- **Brief A**
In the excerpt on bioinformatics preprints, rewrite the passage from "OmicsNavigator encodes spatial" up to and including "limited feature overlap.", putting "neural network-based" in place of "deep learning-based".
- **Brief B**
According to the excerpt on bioinformatics preprints, which three machine learning approaches does the snATAC-Express pipeline aggregate results from?

- **Selected excerpt**
OmicsNavigator encodes spatial data into concise natural language summaries, enabling zero-shot annotation of structural components, quantitative analysis of pathological relevance, and semantic search of regions of interest using free-form text queries.

□ CellFuse Enables Multi-modal Integration of Single-cell and Spatial Proteomics Data
>>
https://www.biorxiv.org/content/10.1101/2025.07.23.665976v1
CellFuse, a deep learning-based, modality-agnostic integration framework designed specifically for settings with limited feature overlap.
CellFuse leverages supervised contrastive learning to learn a shared embedding space, enabling accurate cell type prediction and seamless integration across modalities and experimental conditions.

□ snATAC-Express infers Gene Expression from Prioritized Chromatin Accessibility Peaks using Machine Learning
>>
https://www.biorxiv.org/content/10.1101/2025.07.25.666784v1
snATAC-Express, a pipeline which trains machine learning models on snATAC-seq data to infer gene expression measured by snRNA-seq and to prioritize expression-relevant peaks.
The pipeline aggregates results from three machine learning approaches (random forest regression, XGBoost, and Light GBM) as well as linear regression to identify which ATAC peaks contribute to explaining variation among donors and cell types in pseudobulk gene expression.
Machine learning models outperform linear regression models, confirming that the relationship between chromatin accessibility and gene expression is more complex than simple correlation between increased accessibility and increased expression.

- **Data extracts**
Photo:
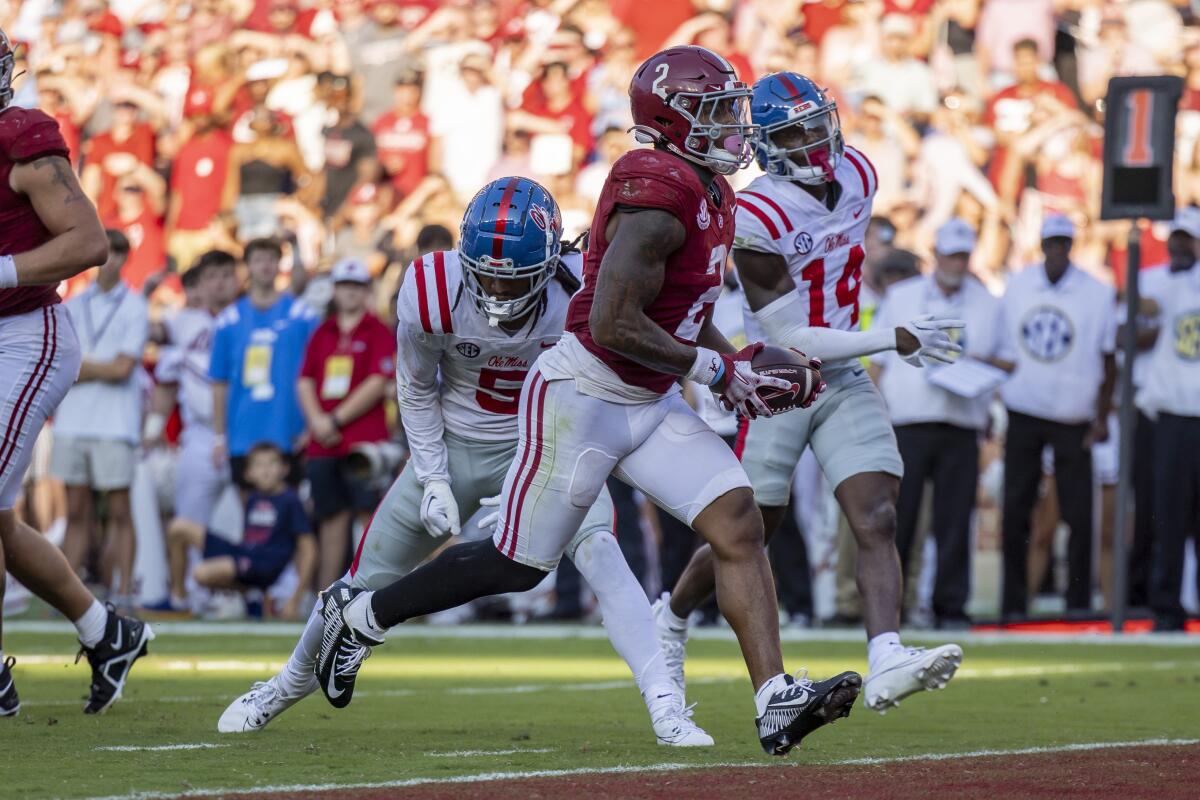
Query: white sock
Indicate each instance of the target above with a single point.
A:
(625, 611)
(881, 647)
(91, 625)
(671, 620)
(361, 617)
(763, 695)
(297, 678)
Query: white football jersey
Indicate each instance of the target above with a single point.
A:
(185, 361)
(823, 248)
(455, 372)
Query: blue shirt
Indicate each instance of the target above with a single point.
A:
(258, 353)
(274, 523)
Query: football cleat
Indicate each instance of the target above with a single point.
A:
(797, 707)
(342, 648)
(124, 642)
(10, 704)
(672, 642)
(258, 707)
(910, 671)
(673, 725)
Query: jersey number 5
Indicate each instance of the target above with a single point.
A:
(496, 398)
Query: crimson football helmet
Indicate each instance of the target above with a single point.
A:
(7, 64)
(689, 100)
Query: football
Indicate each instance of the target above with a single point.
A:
(792, 367)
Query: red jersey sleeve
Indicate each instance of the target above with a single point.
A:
(649, 180)
(27, 133)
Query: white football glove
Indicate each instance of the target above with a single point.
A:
(935, 343)
(742, 383)
(492, 518)
(439, 511)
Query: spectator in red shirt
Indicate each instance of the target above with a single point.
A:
(109, 154)
(1011, 113)
(348, 368)
(197, 181)
(403, 143)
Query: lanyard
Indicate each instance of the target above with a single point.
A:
(95, 336)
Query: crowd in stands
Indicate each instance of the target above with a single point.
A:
(322, 145)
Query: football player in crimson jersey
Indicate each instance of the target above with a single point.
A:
(467, 338)
(48, 233)
(605, 400)
(799, 252)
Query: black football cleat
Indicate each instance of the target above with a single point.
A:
(10, 704)
(124, 642)
(802, 707)
(342, 648)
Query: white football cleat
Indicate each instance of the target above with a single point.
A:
(255, 709)
(673, 726)
(910, 671)
(672, 642)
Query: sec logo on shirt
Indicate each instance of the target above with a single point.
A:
(1187, 335)
(1048, 334)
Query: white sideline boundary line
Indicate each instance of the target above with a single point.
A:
(293, 630)
(485, 777)
(155, 749)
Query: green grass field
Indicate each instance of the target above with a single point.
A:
(551, 703)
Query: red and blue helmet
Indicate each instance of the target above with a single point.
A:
(510, 232)
(799, 133)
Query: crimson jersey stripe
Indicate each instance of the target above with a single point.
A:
(503, 218)
(862, 173)
(10, 434)
(787, 223)
(533, 468)
(37, 388)
(423, 301)
(439, 271)
(762, 217)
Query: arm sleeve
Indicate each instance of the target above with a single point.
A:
(417, 388)
(781, 320)
(221, 362)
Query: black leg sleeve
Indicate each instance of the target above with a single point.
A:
(456, 576)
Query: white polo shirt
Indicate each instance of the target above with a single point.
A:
(1173, 374)
(1057, 335)
(911, 398)
(108, 324)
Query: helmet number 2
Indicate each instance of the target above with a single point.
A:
(663, 68)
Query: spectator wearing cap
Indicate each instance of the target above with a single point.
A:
(257, 352)
(1170, 394)
(348, 368)
(403, 143)
(1060, 331)
(1182, 246)
(349, 149)
(939, 431)
(99, 423)
(114, 152)
(904, 83)
(197, 181)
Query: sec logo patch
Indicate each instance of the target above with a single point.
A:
(1048, 334)
(1187, 335)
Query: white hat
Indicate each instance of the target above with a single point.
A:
(1187, 220)
(1057, 226)
(351, 270)
(954, 236)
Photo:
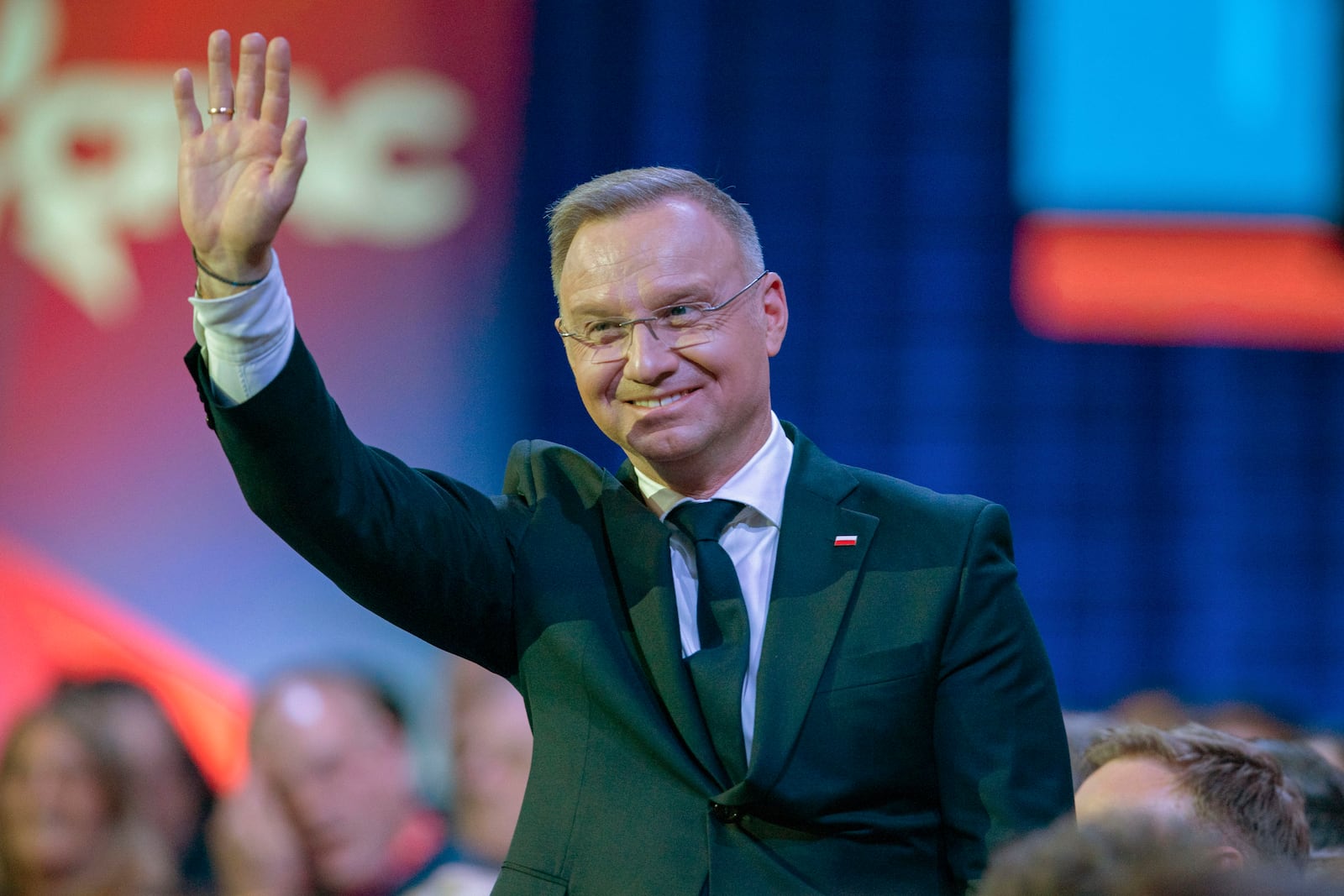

- **Task output A**
OmicsNavigator encodes spatial data into concise natural language summaries, enabling zero-shot annotation of structural components, quantitative analysis of pathological relevance, and semantic search of regions of interest using free-form text queries.

□ CellFuse Enables Multi-modal Integration of Single-cell and Spatial Proteomics Data
>>
https://www.biorxiv.org/content/10.1101/2025.07.23.665976v1
CellFuse, a neural network-based, modality-agnostic integration framework designed specifically for settings with limited feature overlap.

- **Task output B**
Random forest regression, XGBoost, and Light GBM.